- _Your assignment_: Go through the records and give each one again exactly.

- _Records for this exercise_:

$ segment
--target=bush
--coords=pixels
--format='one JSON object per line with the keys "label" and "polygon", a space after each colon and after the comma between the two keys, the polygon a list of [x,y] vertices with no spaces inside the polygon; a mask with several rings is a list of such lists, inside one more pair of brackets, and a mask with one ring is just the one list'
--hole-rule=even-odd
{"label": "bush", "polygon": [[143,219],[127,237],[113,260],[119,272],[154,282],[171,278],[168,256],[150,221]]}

- _Answer box_:
$ segment
--target=bush
--coords=pixels
--format='one JSON object per line with the keys "label" and "polygon", a space after each colon and after the comma between the two keys, the polygon a list of [x,y] vertices with no spaces inside the polygon; a mask with several rings is a list of such lists, inside one more pair of brackets, and a mask with one ring is just the one list'
--hole-rule=even-odd
{"label": "bush", "polygon": [[143,219],[127,237],[113,260],[119,272],[154,282],[171,278],[168,256],[150,221]]}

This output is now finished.